**PROBLEM DESCRIPTION**
Determine how many lines of this material contain "stone". Give only the number.

########################################

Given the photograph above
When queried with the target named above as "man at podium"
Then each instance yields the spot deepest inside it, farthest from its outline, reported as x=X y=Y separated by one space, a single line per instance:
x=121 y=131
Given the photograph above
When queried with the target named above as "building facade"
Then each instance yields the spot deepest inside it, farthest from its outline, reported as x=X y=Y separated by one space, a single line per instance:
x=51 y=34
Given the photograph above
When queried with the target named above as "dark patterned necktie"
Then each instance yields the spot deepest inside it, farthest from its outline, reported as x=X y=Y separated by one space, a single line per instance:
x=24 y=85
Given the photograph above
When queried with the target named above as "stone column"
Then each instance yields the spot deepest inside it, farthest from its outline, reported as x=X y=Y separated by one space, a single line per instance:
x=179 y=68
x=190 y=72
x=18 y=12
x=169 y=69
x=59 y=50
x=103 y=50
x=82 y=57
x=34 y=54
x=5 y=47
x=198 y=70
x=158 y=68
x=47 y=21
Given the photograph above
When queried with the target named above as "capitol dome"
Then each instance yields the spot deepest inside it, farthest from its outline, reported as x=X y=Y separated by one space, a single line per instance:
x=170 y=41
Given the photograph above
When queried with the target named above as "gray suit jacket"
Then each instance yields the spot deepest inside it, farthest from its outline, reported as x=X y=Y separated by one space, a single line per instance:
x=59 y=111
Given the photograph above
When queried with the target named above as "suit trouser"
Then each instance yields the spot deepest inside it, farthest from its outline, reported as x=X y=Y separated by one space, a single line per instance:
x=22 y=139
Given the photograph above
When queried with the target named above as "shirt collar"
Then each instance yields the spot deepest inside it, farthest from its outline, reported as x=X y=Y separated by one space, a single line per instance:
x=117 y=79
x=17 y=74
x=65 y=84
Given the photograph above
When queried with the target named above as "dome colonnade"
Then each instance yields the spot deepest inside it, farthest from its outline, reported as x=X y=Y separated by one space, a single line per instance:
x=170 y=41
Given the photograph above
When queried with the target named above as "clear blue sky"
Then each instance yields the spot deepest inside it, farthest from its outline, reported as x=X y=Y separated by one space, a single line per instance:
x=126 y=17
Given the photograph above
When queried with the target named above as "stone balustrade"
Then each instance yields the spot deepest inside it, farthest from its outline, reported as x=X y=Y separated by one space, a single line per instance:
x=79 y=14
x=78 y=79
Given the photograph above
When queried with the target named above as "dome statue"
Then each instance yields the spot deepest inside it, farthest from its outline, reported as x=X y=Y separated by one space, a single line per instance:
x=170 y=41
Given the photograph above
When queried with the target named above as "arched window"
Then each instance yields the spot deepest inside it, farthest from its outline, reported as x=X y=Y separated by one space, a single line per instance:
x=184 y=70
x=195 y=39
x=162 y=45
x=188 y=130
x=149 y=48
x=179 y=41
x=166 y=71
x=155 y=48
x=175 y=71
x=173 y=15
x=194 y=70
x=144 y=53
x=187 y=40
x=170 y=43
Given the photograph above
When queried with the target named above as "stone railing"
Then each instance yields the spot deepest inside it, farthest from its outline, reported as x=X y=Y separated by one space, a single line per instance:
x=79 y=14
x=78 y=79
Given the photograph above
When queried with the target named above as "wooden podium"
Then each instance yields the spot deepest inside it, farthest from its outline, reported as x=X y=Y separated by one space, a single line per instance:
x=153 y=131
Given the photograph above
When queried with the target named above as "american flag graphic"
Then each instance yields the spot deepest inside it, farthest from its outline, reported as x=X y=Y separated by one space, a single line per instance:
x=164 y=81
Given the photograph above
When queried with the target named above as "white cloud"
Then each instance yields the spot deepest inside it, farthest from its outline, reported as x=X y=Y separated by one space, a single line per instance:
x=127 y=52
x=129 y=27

########################################

**TASK RESULT**
3